• REQUIRED WORK
Using the records below, filter out every line that lacks "logo" and copy the rest.

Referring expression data
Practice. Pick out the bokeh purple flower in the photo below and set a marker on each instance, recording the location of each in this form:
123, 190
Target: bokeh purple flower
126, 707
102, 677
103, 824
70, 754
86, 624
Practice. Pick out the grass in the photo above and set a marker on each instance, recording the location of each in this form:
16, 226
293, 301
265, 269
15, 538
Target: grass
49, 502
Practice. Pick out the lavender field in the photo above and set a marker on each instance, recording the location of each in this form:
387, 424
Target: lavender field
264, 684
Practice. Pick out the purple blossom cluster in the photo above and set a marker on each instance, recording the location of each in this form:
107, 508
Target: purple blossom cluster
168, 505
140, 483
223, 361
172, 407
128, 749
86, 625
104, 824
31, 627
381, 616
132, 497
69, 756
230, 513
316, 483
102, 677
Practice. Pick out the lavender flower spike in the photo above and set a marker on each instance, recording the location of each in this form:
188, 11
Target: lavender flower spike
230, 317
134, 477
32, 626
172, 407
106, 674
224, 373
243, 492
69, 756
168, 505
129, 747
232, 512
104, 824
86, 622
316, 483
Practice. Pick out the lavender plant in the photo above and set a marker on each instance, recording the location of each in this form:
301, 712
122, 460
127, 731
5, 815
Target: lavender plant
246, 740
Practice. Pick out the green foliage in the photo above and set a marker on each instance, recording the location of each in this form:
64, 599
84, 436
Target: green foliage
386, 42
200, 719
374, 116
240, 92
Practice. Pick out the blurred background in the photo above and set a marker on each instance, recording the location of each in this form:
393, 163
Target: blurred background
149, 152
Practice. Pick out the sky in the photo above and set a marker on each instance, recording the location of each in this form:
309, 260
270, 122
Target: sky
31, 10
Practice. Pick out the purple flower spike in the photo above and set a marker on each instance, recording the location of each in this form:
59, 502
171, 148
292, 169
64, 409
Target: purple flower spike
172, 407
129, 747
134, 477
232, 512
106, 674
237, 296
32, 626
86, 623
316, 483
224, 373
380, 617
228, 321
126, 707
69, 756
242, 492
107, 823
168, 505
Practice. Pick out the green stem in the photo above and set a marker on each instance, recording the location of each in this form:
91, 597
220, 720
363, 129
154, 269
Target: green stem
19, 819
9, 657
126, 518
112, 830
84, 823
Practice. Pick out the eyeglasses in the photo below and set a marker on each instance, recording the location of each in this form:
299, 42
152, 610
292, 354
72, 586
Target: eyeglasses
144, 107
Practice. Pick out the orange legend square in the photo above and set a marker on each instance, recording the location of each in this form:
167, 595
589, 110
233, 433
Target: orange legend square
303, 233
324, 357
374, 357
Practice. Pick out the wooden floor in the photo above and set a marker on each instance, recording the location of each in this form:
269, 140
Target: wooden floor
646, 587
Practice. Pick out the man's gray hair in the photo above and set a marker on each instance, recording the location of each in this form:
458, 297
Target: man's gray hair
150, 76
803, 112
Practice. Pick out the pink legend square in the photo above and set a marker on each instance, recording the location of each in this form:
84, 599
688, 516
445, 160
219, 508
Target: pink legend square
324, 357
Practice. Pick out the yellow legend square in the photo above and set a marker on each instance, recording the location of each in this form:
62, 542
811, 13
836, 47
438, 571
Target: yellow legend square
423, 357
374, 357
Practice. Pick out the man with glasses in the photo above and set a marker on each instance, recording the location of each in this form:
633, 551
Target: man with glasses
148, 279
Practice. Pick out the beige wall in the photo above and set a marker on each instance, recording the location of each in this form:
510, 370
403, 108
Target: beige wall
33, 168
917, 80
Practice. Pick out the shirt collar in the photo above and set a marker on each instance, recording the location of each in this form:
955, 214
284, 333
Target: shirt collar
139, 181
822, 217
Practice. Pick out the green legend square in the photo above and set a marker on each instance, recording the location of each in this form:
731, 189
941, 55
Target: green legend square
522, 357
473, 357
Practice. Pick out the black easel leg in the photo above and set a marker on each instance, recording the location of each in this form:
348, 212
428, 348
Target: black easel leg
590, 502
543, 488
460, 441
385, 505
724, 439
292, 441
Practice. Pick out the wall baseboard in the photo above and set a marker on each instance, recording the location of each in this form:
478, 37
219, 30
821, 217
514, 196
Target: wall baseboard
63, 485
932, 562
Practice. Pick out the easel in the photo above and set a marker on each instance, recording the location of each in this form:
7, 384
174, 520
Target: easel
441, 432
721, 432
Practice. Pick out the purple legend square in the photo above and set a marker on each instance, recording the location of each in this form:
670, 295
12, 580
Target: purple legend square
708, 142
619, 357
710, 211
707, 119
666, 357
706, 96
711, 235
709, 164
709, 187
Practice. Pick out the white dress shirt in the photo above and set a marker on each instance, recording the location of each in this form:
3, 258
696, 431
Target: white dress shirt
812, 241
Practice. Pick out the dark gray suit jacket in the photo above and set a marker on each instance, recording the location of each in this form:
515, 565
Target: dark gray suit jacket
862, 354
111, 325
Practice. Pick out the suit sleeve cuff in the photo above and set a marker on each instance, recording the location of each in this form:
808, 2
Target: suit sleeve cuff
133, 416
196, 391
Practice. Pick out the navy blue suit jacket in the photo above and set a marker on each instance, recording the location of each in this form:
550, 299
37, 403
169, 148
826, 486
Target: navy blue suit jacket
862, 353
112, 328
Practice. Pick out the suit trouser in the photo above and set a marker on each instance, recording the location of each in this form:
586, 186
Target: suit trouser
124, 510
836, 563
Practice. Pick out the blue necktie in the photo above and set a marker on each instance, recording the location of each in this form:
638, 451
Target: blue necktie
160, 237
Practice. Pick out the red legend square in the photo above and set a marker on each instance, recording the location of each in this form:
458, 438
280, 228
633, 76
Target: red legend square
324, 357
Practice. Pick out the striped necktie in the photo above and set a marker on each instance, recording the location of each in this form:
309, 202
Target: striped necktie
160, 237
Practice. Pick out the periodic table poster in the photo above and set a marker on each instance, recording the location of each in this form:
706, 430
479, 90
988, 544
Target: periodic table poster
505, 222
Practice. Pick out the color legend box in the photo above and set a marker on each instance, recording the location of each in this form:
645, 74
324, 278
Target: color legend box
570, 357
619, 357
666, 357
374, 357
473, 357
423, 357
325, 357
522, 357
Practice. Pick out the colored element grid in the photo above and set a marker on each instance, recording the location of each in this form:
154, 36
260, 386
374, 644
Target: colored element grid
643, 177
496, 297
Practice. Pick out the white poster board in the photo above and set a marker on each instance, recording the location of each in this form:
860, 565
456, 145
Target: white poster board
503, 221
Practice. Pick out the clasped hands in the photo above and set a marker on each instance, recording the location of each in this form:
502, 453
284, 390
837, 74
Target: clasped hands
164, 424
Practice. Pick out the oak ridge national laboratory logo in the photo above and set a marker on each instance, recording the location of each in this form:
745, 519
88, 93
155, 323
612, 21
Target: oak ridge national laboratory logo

• TASK OUTPUT
Practice. Pick out the oak ridge national laboratory logo in the photo above and set a marker on each instance, recording the location of each in this form:
Target: oak ridge national laboratory logo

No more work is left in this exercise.